4. It may be mentioned that vide order dated 12.1.1998, operation of the impugned orders contained in Annexures-6 and 7 was stayed by this Court. Though notices were served on the respondents the respondent No. 4 (Private respondent) had alone filed his counter affidavit.

5. Countering the contention of the petitioners claim in writ application the respondent No. 4 has raised the following objections.

(i) That the present writ application of the petitioners is not maintainable as because the petitioners have not availed the efficacious alternative remedy of filing an appeal/Revision before the Collector of the District and that the Additional Collector (respondent No. 2) in exercise of his original jurisdiction of making correction in the entries in the revenue records, had decided the issue by cancelling the long running demand in the name of the petitioners and confirming the demand of the respondent No. 4 and there is no illegality in the impugned orders.
(ii) That the land in Khata No. 28, is the Raiyati land of the respondent No. 4 and it was not part of the suit properties in Title Suit No. 736 of 1919 and, as such a valid demand was already running in favour of the respondent No. 4 on the ground of, he being the legal heir of the original raiyat Niranjan Dusadh.

6. Mr. Sameer Saurabh, learned Counsel for the respondent No, 4 (private respondent) would argue that a proper scrutiny of the decree of Title Suit No. 736 of 1919 (Annexure-1) would reveal that the kinds in Khata No. 28 was not part of the suit lands in the aforesaid title suit but by suppressing this fact and by entering into legal transactions, the petitioner in collusion with the interested persons, obtained purchase and rent receipt in their names and thus a duplicate demand was opened in the names of the petitioners, despite the fact that the demand in respect of the suit lands was already running in favour of the respondent No. 4. The respondent No. 4 had, therefore, filed an application before the Circle Officer for cancellation of the duplicate demand running in the names of the petitioners. The matter was ultimately considered by the Additional Collector (respondent No. 2), who on being satisfied that the documents produced by the respondent No. 4 are genuine, had passed the impugned order cancelling the demand running in the name of the petitioners.

7. On the point of maintainability of the writ application it had been held by a catena of decisions of the Apex Court that despite existence of an alternative remedy, the writ Court may exercise its discretion in jurisdiction of judicial review in cases, where the Courts and tribunal have inherent jurisdiction or if there has been violation of the principle of natural justice.

In the case of Virappa Pillai v. Raman and Raman Ltd. reported in SCR 594, the Supreme Court has held that writs referred to under Articles 226 of the Constitution are obviously intended to enable the High Court to issue them:

In grave cases, where the subordinate tribunals or bodies officer, act wholly without jurisdiction or in excess of it in violation of the principles of natural justice, or refused to exercise their jurisdiction vested in them or there is an error apparent on the face of the records, and such act, omission, error or excess has rested in manifest injustice.

..............................

> **WHAT IS REQUIRED**:
Answer these questions using the judgment excerpt above:
(a) On what date was the operation of the impugned orders stayed?
(b) Who is named as the original raiyat whose legal heir respondent No. 4 claims to be?
(c) Before which officer did respondent No. 4 file the application to cancel the duplicate demand?

..............................

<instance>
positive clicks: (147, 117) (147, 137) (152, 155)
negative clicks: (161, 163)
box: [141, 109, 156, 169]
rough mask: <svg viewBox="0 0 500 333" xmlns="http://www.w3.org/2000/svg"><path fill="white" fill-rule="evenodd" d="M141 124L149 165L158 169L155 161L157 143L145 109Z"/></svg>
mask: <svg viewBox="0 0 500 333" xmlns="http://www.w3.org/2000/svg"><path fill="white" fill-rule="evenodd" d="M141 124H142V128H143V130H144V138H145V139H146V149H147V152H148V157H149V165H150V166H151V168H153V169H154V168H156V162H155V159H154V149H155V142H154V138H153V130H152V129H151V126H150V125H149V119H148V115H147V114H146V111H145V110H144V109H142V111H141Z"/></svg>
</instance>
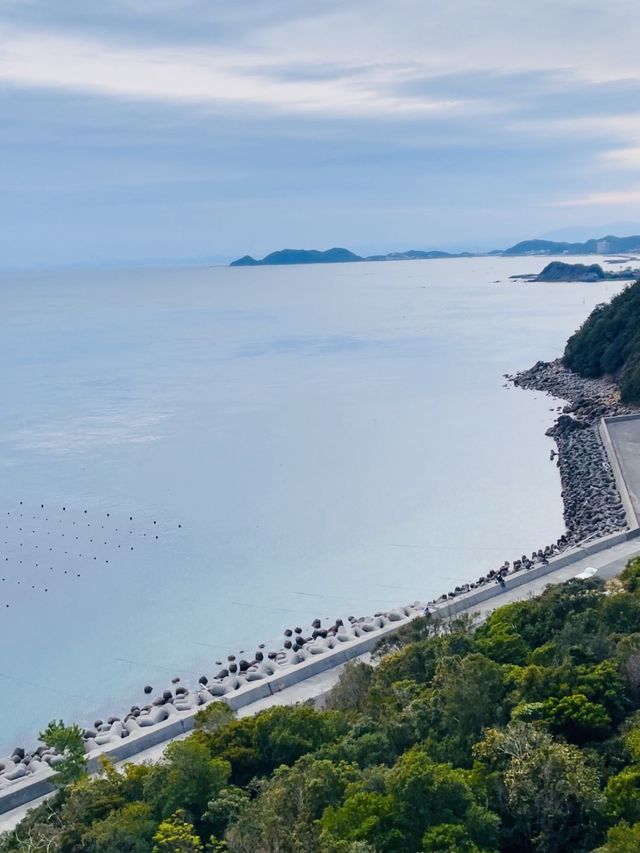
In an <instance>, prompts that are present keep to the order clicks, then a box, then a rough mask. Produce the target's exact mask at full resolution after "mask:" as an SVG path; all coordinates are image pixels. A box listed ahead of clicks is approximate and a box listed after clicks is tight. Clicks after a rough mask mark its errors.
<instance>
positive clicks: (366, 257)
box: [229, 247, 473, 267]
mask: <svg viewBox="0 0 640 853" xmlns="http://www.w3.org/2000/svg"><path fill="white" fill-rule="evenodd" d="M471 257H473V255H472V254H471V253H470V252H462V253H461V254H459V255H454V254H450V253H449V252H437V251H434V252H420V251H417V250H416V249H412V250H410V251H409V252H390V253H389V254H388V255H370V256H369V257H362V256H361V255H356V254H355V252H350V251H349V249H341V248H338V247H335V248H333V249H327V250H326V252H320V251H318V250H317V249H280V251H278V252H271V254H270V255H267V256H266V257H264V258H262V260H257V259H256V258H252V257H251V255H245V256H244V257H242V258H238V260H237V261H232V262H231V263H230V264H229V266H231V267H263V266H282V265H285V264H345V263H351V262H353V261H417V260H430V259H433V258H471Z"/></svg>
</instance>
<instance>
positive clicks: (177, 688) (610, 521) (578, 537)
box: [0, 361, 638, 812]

..............................

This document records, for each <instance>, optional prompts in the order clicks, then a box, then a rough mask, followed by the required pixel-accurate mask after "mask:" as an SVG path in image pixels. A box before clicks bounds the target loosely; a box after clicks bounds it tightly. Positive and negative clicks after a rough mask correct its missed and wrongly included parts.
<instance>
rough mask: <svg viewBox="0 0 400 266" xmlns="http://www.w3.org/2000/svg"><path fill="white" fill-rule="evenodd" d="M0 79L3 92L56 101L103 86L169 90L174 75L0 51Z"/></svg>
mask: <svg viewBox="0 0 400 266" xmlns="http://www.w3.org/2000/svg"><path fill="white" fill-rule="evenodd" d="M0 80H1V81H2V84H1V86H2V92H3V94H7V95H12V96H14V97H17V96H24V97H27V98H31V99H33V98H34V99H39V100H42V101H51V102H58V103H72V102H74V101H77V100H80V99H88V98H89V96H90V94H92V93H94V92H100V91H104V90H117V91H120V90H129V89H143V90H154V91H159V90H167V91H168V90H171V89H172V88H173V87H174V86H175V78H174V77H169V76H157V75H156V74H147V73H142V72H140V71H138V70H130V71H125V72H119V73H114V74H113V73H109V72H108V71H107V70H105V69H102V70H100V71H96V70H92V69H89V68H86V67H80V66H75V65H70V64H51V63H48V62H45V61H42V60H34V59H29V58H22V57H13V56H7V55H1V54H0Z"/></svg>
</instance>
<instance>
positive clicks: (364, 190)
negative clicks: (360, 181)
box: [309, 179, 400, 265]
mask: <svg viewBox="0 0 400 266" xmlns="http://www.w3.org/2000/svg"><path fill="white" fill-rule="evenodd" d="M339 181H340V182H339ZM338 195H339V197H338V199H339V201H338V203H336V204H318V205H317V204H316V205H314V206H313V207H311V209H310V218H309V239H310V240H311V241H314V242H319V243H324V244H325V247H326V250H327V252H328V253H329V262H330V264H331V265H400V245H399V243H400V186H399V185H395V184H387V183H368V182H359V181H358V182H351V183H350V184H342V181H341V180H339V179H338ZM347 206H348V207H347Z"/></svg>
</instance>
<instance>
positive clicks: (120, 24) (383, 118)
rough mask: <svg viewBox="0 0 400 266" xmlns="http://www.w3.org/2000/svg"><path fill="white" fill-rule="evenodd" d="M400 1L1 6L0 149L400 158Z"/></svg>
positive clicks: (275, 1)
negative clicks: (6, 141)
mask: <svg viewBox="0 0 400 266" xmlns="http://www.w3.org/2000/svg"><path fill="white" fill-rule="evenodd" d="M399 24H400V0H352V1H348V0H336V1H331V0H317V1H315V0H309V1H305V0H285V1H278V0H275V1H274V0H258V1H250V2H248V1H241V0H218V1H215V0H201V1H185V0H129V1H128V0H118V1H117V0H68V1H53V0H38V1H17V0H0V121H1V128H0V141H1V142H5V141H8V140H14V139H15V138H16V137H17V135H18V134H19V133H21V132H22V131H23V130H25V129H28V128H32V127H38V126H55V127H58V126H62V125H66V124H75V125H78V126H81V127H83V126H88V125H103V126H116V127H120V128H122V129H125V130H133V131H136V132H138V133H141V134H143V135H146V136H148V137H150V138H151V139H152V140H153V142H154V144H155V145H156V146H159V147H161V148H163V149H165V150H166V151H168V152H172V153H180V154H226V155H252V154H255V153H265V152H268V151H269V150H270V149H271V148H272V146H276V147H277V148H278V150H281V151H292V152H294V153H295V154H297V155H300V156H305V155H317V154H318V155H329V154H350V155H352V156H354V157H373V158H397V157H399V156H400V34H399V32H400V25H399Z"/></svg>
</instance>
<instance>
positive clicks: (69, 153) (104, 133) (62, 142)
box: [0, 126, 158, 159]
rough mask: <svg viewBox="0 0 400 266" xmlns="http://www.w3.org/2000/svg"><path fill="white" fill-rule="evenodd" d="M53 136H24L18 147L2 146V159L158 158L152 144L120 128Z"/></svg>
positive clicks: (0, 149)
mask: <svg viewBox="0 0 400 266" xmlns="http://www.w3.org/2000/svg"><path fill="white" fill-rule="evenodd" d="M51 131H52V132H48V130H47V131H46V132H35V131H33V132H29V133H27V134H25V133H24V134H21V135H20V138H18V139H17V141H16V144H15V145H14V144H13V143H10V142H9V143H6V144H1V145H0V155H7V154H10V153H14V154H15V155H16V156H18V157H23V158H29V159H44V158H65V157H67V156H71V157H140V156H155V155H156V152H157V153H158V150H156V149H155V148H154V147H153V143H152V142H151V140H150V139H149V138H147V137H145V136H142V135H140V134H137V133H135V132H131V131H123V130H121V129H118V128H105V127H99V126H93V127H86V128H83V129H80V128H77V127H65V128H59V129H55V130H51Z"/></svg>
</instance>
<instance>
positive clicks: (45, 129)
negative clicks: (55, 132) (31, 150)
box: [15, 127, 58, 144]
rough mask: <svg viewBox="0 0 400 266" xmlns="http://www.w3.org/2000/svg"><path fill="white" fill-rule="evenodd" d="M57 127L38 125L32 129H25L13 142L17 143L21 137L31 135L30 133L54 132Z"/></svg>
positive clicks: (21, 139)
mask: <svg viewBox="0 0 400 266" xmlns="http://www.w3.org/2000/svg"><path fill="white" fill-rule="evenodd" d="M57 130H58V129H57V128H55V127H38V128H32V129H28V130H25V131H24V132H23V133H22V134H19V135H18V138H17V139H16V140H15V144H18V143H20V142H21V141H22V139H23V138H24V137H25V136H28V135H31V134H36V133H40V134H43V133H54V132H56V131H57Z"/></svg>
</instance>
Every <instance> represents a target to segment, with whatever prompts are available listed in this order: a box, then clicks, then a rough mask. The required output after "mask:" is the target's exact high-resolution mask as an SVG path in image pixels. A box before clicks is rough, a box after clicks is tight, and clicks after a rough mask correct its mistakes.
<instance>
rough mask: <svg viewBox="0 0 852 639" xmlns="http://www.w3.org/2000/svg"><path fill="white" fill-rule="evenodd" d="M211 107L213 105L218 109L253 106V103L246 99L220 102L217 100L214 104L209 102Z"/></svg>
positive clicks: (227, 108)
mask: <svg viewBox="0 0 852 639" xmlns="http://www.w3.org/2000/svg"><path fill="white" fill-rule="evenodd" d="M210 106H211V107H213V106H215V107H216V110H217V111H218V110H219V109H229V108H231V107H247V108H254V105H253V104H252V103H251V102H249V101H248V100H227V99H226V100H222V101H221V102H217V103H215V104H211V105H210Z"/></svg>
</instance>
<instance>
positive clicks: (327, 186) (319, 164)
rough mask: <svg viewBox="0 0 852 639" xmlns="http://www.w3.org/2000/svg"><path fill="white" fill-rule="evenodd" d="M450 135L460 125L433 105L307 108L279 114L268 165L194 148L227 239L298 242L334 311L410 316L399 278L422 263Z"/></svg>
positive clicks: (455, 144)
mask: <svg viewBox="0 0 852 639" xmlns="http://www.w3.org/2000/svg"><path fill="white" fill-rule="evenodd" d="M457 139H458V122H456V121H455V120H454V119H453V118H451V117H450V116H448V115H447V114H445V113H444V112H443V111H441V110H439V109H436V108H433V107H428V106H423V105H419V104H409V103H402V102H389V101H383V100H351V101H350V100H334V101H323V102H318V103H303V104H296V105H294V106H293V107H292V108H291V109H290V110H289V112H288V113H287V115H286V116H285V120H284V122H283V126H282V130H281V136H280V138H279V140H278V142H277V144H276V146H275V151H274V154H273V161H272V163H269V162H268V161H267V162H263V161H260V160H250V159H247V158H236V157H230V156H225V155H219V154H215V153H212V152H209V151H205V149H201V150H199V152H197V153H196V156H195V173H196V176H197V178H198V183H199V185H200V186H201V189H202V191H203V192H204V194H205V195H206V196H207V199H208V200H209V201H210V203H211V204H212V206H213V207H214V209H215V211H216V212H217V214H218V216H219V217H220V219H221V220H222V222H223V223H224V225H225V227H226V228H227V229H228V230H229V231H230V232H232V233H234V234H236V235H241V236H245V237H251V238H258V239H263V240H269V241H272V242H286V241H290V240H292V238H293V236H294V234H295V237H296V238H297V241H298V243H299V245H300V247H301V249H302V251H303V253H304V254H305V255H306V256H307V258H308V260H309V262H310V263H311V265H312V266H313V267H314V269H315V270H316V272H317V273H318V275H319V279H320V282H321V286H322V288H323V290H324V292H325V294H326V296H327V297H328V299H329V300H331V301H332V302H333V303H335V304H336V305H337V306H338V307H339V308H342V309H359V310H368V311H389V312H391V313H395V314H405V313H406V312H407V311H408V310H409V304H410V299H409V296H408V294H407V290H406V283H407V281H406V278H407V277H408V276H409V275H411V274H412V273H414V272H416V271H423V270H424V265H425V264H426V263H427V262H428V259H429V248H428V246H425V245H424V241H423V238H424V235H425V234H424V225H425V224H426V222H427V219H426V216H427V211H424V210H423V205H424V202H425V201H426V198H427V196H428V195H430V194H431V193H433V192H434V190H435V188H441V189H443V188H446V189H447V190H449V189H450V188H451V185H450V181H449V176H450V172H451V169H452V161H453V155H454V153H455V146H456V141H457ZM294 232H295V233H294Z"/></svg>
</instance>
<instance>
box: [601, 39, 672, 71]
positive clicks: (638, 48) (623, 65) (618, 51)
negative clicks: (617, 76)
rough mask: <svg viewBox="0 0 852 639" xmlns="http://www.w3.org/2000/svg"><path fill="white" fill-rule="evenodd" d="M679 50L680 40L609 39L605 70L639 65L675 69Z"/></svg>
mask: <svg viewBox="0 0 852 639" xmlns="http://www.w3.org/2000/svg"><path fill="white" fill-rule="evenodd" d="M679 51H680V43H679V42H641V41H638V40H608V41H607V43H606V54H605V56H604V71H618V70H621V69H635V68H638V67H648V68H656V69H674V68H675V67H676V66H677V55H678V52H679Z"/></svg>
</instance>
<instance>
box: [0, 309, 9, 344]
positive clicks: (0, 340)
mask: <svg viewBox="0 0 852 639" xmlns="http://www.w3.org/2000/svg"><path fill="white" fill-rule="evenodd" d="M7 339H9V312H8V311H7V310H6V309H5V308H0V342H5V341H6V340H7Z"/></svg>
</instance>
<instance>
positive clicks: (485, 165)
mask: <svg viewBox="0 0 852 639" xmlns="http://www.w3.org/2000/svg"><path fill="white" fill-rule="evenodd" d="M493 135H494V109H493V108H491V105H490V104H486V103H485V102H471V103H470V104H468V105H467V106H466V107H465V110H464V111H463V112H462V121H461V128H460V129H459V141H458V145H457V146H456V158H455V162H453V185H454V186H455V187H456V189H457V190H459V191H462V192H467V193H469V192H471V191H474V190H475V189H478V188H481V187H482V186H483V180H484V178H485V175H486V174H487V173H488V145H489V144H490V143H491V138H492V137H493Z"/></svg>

..............................

> **FINISHED EXERCISE**:
(a) 12.1.1998
(b) Niranjan Dusadh
(c) The Circle Officer